__Short problem__: Please rewrite the entries below with "gilded flame ornament" swapped for "golden flame finial" and everything else unchanged. Leave the pictures out of your answer.

Named-object pointing records
▽

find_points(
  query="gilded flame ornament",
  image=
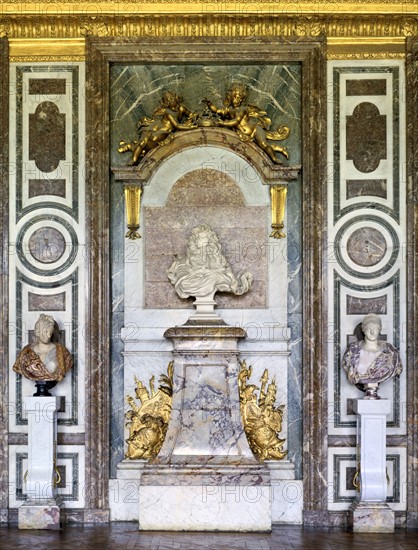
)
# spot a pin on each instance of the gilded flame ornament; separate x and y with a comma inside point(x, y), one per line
point(262, 420)
point(148, 422)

△

__Response below__:
find_points(
  query="golden flame finial",
  image=
)
# spot a pin on each instance of the golden flame finial; separate x and y with a comma inside point(x, y), one per line
point(262, 420)
point(148, 422)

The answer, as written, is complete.